> [Task prompt]: Transcribe part of the thrown-stone problem below word for word. Begin at the words "Acceleration (g) = -10" and stop after "its initial point)".

1. A stone is thrown vertically upward with an initial velocity of 40m/s.Draw the velocity time graph of the motion of stone till it comes back on the ground.
i )Find the total distance covered and net displacement by the stone.
ii )Use the graph to find the maximum height reached by the stone
Answers
Given
A stone is thrown vertically upward
From A to B
Initial Velocity (u) = 40 m/s
Final Velocity (v) = 0
Time (t) = ?
Acceleration (g) = -10 m/s²
Using first equation of motion
v = u - gt
0 = 40 - 10×t
10t = 40
t = 4 sec
Using second equation of motion
Maximum height, h = ut - 1/2×g×t²
= 40×4 - 1/2×10×4×4
= 160 - 80
= 80 m
Distance Covered = A to B + B to A = 80 + 80 = 160 m
Net Displacement = 0 (As it comes to its initial point)
Points For v-t Graph,
When, t = 0 , v = 40 ⇒ (0,40)
When , t = 4 , v = 0 ⇒ (4,0)
Similary after 4+4 = 8 second stone will touch the ground and its velocity will be 40m/sec
Now,
Using graph,
Maximum height of the stone will be given by area under the v-t graph covered by ABC
Area of ΔABC = 1/2 × 40 × 4 = 80
Maximum height = 80 m

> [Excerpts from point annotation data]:
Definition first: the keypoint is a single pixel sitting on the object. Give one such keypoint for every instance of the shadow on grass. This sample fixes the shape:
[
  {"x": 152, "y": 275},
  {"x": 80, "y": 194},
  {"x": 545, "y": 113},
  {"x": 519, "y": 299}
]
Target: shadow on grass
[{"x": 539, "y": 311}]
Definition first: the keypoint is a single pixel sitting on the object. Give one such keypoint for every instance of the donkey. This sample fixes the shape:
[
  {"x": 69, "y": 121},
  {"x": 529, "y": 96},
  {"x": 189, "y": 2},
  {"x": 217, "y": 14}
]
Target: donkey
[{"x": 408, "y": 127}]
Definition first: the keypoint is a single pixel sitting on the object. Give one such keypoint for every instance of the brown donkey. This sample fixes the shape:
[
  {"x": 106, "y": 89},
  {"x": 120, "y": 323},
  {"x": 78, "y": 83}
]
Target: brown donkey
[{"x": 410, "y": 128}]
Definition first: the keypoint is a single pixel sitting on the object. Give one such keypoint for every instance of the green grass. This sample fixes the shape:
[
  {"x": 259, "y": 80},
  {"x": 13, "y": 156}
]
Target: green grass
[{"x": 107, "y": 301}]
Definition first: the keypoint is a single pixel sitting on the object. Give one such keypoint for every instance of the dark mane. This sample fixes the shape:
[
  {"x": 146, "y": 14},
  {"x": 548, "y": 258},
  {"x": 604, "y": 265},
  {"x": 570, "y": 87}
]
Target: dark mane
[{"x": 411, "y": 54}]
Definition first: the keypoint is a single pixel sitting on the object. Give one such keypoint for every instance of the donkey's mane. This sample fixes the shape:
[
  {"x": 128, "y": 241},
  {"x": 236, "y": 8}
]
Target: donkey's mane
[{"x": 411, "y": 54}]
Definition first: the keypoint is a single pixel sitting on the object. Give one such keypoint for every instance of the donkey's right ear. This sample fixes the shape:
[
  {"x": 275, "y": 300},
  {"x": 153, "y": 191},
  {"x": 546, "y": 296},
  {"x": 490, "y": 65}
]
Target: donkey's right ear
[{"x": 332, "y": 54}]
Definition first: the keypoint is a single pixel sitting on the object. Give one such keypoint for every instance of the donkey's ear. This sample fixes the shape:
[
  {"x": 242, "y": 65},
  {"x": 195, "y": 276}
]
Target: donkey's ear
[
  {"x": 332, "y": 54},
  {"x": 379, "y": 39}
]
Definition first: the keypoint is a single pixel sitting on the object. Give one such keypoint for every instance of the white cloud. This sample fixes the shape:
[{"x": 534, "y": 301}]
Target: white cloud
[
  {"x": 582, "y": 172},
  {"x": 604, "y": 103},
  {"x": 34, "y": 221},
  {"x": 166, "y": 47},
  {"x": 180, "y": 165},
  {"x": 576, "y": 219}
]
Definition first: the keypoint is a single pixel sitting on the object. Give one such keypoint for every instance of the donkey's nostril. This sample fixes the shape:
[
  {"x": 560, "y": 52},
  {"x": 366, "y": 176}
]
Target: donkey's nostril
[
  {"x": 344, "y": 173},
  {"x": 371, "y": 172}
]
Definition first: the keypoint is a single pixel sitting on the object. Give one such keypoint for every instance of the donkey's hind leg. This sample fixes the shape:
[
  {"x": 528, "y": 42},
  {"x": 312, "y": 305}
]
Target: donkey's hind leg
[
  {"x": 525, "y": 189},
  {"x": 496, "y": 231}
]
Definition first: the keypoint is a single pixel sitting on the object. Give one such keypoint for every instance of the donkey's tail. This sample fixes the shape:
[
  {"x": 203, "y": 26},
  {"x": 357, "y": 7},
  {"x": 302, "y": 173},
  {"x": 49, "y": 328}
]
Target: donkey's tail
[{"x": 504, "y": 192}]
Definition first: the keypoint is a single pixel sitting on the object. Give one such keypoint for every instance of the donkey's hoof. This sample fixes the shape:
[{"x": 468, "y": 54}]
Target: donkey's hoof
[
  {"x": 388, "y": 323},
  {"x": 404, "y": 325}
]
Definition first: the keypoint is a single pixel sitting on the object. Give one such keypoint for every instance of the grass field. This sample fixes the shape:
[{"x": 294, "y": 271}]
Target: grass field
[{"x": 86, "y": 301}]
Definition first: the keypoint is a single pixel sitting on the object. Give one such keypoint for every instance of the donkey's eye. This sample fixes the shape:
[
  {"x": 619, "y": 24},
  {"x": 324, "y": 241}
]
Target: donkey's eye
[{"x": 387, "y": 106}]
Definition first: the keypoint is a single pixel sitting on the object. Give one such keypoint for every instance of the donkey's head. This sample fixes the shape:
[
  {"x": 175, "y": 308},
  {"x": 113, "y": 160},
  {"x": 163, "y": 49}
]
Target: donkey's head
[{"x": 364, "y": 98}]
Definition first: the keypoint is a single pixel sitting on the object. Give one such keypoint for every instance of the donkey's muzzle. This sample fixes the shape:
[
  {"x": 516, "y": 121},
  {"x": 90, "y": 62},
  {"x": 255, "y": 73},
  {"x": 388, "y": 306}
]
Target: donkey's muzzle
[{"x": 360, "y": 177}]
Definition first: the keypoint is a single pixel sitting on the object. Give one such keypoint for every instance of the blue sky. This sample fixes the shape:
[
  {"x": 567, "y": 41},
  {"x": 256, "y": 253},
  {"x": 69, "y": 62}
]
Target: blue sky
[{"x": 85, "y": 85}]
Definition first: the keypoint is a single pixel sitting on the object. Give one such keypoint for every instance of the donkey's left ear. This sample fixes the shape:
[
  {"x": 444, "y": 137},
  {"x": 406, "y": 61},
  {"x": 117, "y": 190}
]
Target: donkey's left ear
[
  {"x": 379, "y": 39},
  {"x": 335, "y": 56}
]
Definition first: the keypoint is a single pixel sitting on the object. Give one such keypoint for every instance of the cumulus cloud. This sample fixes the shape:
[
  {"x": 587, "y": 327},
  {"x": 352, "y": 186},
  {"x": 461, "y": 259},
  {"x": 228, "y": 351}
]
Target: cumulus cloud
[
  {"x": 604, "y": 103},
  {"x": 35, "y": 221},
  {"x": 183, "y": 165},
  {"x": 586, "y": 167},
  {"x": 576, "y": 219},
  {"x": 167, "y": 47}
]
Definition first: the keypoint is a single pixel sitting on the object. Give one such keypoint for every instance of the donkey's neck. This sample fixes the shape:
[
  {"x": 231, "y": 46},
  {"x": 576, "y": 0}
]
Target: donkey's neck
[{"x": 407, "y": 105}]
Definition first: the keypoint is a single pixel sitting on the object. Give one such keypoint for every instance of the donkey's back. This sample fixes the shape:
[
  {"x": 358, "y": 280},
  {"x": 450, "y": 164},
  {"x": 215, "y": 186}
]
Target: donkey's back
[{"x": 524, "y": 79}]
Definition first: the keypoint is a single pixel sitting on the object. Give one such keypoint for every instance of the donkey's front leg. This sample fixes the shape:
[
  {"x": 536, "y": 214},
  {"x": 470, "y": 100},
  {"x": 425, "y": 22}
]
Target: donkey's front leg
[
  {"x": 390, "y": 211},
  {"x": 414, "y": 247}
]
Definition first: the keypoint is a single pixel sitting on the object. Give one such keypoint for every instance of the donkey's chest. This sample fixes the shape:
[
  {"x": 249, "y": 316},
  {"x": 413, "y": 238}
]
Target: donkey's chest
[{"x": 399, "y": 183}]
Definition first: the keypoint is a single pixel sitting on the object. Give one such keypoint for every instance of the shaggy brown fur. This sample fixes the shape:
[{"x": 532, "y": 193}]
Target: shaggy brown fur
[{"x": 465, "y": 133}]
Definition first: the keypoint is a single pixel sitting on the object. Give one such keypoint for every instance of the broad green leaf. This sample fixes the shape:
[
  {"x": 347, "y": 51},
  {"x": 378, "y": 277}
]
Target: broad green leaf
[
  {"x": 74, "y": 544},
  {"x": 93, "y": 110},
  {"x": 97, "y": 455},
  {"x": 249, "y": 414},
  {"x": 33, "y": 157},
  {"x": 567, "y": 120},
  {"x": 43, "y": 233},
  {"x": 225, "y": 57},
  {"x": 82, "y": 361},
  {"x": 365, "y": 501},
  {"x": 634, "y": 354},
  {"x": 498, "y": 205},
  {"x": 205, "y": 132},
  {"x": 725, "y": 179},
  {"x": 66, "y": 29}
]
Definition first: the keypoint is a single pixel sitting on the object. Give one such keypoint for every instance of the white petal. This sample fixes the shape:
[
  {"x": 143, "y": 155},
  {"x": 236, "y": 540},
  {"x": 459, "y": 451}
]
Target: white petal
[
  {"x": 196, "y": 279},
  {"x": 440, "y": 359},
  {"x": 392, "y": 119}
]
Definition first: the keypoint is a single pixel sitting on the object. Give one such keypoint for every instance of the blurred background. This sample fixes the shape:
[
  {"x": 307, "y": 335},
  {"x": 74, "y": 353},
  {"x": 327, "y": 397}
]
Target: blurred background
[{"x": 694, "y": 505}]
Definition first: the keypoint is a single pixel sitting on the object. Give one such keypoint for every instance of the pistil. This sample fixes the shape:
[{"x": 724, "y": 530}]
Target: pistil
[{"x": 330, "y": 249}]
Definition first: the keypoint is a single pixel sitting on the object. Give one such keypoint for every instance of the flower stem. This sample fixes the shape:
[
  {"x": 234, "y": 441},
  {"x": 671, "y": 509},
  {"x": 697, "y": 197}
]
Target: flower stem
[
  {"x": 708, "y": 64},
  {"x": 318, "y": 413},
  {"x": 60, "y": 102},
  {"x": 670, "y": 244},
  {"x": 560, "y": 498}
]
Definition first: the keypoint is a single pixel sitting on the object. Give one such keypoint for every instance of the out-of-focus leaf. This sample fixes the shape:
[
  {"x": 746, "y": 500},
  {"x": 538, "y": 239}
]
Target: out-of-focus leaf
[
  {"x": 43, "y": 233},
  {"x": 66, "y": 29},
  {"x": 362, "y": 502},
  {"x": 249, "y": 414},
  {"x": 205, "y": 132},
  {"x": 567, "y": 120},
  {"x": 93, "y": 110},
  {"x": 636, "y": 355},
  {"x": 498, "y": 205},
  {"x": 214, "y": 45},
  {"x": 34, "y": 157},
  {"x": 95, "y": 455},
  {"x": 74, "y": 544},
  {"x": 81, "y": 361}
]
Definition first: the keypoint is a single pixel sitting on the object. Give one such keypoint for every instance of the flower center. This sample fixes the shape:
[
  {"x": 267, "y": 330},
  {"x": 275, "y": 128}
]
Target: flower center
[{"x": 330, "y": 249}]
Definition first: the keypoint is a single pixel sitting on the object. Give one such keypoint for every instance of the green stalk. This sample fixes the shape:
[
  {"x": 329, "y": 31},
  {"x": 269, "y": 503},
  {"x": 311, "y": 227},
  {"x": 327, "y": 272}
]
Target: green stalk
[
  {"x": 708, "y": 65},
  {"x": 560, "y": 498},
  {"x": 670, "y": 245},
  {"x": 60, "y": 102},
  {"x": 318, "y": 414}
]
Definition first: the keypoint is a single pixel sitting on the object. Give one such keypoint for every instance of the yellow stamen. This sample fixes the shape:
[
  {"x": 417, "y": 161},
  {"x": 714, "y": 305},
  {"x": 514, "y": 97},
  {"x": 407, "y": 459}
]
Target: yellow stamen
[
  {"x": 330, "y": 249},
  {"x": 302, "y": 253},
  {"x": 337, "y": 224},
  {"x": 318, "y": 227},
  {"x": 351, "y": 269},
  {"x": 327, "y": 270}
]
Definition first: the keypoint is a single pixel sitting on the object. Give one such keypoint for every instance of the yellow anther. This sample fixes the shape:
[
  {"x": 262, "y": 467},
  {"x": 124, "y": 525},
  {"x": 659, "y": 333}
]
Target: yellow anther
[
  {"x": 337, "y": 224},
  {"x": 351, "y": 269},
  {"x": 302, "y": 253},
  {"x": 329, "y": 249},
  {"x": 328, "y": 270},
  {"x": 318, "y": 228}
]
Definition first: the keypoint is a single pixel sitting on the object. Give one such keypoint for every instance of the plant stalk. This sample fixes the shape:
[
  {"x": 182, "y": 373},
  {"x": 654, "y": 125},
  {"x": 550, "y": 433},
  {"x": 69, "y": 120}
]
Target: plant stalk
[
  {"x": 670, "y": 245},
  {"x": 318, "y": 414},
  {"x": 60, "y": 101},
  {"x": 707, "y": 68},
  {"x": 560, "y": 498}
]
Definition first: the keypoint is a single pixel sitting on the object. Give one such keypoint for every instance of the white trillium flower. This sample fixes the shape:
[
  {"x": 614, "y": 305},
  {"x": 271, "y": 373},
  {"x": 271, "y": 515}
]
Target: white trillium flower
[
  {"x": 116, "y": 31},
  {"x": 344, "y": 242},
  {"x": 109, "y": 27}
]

> [Result of this exercise]:
Acceleration (g) = -10 m/s²
Using first equation of motion
v = u - gt
0 = 40 - 10×t
10t = 40
t = 4 sec
Using second equation of motion
Maximum height, h = ut - 1/2×g×t²
= 40×4 - 1/2×10×4×4
= 160 - 80
= 80 m
Distance Covered = A to B + B to A = 80 + 80 = 160 m
Net Displacement = 0 (As it comes to its initial point)